## Start Passage to read
I just watched little Mazey hold a point for like 20 seconds...front end crouched, tail at 11:00, intense as could be. Then she pounced! Her brother didn't know what hit him. :lol:


----------



## xxxxxxBirdDogger (Mar 7, 2008)

*Re: Puppy Photos- 3rd Week Update*

Today the pups started on real puppy food. They didn't hesitate to dive right in!

















Here's a sight from tonight that I'm used to. Mazey's awake while the others are sleeping. This little girl is always the last pup to go to bed. She walks around nosing each puppy, trying to get someone to wake up and play. When no puppy wakes up, she lets out a little moan and then settles in to rest.


----------



## xxxxxxBirdDogger (Mar 7, 2008)

*Re: Puppy Photos- 4th Week Update*

We took a few of the pups downstairs tonight to play without Momma for awhile.

Meet Sparrow. He's a handsome feller.
## End Passage to read
**Short task A:**
Copy the part of the puppy thread from "Here's a sight" up to and including "a handsome feller.".
The rows have no connection to the puppy thread.
## Start Information provided
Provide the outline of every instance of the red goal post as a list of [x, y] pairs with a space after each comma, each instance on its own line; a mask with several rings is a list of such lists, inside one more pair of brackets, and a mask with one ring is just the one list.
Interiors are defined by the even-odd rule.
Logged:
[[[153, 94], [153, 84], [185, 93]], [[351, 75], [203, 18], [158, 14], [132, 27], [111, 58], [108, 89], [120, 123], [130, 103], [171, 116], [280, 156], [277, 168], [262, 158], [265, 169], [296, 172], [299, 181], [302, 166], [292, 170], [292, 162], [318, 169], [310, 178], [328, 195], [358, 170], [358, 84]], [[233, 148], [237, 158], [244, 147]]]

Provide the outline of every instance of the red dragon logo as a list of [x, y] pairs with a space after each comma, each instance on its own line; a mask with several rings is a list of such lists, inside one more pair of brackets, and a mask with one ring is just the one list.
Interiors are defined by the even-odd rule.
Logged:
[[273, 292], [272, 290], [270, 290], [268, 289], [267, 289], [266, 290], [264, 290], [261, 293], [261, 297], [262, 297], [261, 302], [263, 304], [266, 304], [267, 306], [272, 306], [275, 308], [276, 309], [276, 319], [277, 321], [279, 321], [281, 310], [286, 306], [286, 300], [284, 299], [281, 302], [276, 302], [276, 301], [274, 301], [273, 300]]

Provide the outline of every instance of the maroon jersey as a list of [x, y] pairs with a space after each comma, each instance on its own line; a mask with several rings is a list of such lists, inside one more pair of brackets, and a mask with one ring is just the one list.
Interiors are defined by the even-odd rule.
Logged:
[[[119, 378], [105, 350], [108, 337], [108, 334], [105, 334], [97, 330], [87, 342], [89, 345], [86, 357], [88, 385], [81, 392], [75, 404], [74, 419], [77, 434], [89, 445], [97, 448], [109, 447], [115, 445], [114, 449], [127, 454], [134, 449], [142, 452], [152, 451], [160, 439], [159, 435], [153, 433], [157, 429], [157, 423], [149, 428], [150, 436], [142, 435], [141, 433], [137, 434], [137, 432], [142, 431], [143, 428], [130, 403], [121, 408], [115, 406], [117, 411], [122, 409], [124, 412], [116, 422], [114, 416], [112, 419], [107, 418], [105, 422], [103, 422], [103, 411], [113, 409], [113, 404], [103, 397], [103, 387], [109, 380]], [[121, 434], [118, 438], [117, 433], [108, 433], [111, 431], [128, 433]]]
## End Information provided
**Short task B:**
Format the rows from the first line up to and including the line with "158], [244, 147]]]" as a JSON list of strings, one string per line, with blank lines left out.

**Complete response A:**
Here's a sight from tonight that I'm used to. Mazey's awake while the others are sleeping. This little girl is always the last pup to go to bed. She walks around nosing each puppy, trying to get someone to wake up and play. When no puppy wakes up, she lets out a little moan and then settles in to rest.


----------



## xxxxxxBirdDogger (Mar 7, 2008)

*Re: Puppy Photos- 4th Week Update*

We took a few of the pups downstairs tonight to play without Momma for awhile.

Meet Sparrow. He's a handsome feller.

**Complete response B:**
[
  "Provide the outline of every instance of the red goal post as a list of [x, y] pairs with a space after each comma, each instance on its own line; a mask with several rings is a list of such lists, inside one more pair of brackets, and a mask with one ring is just the one list.",
  "Interiors are defined by the even-odd rule.",
  "Logged:",
  "[[[153, 94], [153, 84], [185, 93]], [[351, 75], [203, 18], [158, 14], [132, 27], [111, 58], [108, 89], [120, 123], [130, 103], [171, 116], [280, 156], [277, 168], [262, 158], [265, 169], [296, 172], [299, 181], [302, 166], [292, 170], [292, 162], [318, 169], [310, 178], [328, 195], [358, 170], [358, 84]], [[233, 148], [237, 158], [244, 147]]]"
]